● Task prompt:
Which lines in the records below contain the word "pole"? Pick out every one and copy it in full.

● Information supplied:
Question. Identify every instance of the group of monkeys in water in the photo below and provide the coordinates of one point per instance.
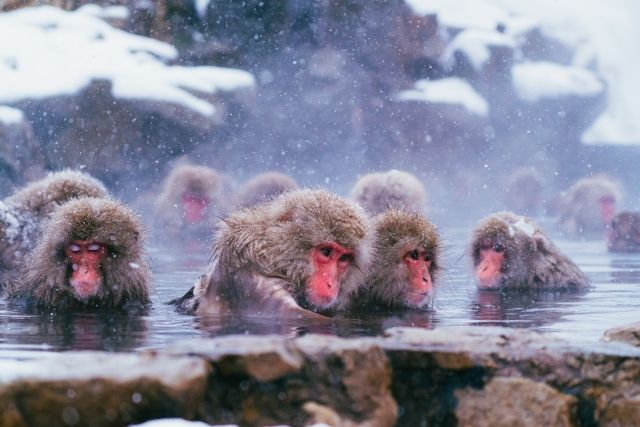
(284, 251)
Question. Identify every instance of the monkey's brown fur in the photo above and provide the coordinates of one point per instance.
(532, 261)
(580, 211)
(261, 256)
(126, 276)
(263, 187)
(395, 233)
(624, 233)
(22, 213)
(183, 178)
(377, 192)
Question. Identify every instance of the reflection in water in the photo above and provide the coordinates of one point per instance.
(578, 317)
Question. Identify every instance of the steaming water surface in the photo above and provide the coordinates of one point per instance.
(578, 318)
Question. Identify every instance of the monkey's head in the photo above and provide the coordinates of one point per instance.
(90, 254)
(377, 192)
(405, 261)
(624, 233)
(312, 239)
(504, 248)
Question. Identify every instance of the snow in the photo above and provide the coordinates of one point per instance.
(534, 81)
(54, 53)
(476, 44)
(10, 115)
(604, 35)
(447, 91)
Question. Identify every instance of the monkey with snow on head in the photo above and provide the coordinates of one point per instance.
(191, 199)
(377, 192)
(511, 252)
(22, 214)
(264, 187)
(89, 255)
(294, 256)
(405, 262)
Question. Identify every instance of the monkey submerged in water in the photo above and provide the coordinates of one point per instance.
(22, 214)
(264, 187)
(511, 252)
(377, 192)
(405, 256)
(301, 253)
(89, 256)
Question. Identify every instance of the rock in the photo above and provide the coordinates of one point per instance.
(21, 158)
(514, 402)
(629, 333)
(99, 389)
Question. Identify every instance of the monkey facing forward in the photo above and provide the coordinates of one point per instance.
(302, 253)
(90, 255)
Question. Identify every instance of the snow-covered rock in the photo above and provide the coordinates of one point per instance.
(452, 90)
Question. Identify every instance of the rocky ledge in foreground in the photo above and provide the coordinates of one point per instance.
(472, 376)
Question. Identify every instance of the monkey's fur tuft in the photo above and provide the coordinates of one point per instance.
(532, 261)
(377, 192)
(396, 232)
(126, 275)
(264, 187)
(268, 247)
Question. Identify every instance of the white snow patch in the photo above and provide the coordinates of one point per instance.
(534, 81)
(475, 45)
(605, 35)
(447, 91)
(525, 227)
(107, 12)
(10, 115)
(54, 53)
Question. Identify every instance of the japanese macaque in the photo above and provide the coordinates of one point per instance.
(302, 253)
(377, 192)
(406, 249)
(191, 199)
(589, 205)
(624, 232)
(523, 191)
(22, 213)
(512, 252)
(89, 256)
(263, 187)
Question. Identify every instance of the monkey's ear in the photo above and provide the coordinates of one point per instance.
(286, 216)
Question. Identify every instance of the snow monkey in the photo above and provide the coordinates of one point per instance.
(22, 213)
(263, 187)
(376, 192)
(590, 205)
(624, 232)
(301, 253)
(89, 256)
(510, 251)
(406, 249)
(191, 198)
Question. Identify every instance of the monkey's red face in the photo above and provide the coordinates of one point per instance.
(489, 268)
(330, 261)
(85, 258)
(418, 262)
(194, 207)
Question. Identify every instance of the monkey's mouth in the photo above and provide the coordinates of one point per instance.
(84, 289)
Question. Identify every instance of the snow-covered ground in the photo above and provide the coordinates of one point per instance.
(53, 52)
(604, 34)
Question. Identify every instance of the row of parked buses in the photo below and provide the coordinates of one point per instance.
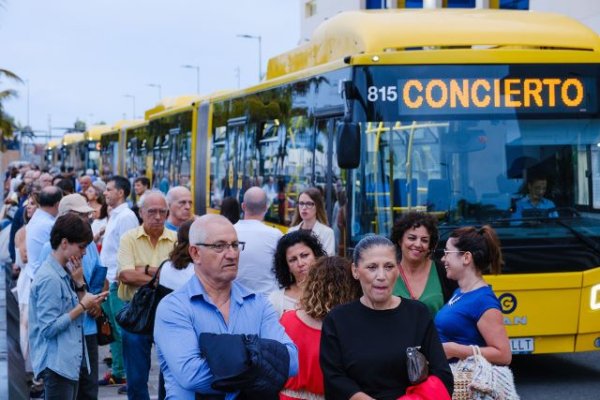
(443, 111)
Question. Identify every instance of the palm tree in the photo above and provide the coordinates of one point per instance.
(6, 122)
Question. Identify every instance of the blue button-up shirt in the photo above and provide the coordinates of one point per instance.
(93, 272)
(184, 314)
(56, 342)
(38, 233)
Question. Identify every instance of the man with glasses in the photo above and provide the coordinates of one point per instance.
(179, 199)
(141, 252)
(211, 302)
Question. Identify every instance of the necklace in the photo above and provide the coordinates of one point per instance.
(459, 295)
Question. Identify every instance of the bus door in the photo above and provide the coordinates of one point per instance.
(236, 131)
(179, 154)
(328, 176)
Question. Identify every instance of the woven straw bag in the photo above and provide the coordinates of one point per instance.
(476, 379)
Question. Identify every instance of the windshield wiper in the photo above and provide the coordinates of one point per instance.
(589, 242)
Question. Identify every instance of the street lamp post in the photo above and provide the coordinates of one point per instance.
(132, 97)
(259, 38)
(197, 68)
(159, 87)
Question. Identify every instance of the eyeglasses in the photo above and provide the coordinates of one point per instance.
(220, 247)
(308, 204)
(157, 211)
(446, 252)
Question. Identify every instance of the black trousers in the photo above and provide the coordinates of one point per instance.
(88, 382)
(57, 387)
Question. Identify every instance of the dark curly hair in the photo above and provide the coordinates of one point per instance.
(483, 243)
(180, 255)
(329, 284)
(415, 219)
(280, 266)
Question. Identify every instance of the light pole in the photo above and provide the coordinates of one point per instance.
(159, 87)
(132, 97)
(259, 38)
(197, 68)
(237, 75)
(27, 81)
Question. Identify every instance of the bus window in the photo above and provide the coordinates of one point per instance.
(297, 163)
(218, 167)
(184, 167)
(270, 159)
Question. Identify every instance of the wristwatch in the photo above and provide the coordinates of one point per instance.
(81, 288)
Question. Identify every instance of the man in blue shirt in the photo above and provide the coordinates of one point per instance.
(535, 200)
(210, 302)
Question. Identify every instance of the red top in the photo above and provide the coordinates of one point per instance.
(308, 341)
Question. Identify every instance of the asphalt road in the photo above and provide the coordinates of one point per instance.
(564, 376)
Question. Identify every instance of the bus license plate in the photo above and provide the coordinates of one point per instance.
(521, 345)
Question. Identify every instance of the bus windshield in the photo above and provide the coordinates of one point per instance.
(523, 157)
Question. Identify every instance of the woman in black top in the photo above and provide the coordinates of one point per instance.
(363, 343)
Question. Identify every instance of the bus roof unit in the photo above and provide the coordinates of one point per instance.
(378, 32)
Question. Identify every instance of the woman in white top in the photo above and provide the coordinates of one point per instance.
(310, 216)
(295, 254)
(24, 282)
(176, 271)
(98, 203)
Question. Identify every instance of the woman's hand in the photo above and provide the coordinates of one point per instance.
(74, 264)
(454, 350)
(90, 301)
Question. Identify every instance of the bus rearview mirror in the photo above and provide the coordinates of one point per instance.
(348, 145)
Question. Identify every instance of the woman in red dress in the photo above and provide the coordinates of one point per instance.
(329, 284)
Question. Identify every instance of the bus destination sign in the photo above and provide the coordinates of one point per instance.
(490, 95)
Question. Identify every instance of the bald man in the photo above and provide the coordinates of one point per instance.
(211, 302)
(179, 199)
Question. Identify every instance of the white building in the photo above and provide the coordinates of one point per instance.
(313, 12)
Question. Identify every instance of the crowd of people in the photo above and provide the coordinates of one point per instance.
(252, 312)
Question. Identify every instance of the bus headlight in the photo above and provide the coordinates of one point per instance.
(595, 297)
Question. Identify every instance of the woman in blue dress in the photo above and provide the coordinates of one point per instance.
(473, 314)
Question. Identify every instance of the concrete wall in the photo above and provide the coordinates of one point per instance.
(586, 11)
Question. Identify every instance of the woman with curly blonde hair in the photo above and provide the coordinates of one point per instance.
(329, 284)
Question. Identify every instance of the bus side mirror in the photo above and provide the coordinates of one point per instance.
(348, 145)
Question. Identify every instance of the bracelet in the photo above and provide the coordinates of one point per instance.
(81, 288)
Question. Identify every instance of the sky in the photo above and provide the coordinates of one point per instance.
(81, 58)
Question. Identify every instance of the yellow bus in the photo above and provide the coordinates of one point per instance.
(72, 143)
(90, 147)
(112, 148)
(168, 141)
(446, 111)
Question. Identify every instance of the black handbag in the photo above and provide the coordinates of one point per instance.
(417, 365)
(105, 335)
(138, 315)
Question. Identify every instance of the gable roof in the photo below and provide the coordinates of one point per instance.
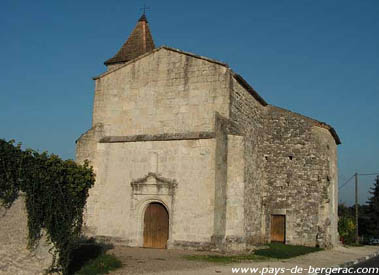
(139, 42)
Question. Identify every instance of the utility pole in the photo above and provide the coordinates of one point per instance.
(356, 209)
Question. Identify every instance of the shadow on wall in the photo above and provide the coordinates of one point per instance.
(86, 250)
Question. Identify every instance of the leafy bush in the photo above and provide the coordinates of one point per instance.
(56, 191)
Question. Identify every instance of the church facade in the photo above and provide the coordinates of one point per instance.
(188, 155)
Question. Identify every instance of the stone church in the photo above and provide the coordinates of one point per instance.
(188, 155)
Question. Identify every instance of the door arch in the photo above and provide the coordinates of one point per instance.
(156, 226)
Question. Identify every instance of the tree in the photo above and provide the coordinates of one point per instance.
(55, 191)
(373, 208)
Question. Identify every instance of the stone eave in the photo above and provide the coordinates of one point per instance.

==

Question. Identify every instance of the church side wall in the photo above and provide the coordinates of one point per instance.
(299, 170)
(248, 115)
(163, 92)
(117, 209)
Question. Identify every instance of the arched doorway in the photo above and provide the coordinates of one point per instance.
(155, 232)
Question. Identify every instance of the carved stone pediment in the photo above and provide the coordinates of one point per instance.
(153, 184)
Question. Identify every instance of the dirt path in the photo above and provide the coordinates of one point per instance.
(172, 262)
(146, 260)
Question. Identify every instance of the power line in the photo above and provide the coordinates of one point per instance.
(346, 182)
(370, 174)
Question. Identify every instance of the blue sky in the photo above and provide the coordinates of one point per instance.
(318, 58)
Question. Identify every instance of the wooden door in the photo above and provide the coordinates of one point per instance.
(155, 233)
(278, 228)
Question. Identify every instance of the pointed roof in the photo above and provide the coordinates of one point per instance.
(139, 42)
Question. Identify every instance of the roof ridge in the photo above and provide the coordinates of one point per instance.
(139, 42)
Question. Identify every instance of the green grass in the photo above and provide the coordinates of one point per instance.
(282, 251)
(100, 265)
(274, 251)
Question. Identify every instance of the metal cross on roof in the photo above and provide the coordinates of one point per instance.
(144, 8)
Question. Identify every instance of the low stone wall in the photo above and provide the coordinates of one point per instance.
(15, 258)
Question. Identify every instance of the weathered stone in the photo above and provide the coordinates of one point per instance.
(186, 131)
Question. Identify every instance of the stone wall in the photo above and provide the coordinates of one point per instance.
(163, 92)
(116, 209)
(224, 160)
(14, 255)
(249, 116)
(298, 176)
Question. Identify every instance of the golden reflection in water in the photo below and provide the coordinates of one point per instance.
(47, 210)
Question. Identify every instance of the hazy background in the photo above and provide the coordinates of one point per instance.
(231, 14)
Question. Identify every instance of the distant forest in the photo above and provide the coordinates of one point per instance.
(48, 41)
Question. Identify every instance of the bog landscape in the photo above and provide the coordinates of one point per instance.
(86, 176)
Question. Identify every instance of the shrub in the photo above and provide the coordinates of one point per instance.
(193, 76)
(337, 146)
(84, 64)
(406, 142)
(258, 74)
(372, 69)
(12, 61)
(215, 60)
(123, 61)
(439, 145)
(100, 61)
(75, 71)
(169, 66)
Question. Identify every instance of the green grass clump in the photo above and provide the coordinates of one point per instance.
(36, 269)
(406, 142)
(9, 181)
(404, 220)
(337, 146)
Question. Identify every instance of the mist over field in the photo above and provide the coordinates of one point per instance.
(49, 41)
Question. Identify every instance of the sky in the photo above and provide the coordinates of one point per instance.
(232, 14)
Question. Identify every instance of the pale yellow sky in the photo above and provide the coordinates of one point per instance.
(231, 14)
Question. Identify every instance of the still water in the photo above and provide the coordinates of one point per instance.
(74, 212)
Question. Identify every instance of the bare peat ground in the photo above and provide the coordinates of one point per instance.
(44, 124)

● Reply:
Question. Identify every instance of the light pole in the photo above and provide the coordinates of one point per instance.
Question. Identify every instance of the utility pole in the photo above and provide the coordinates of one point per instance.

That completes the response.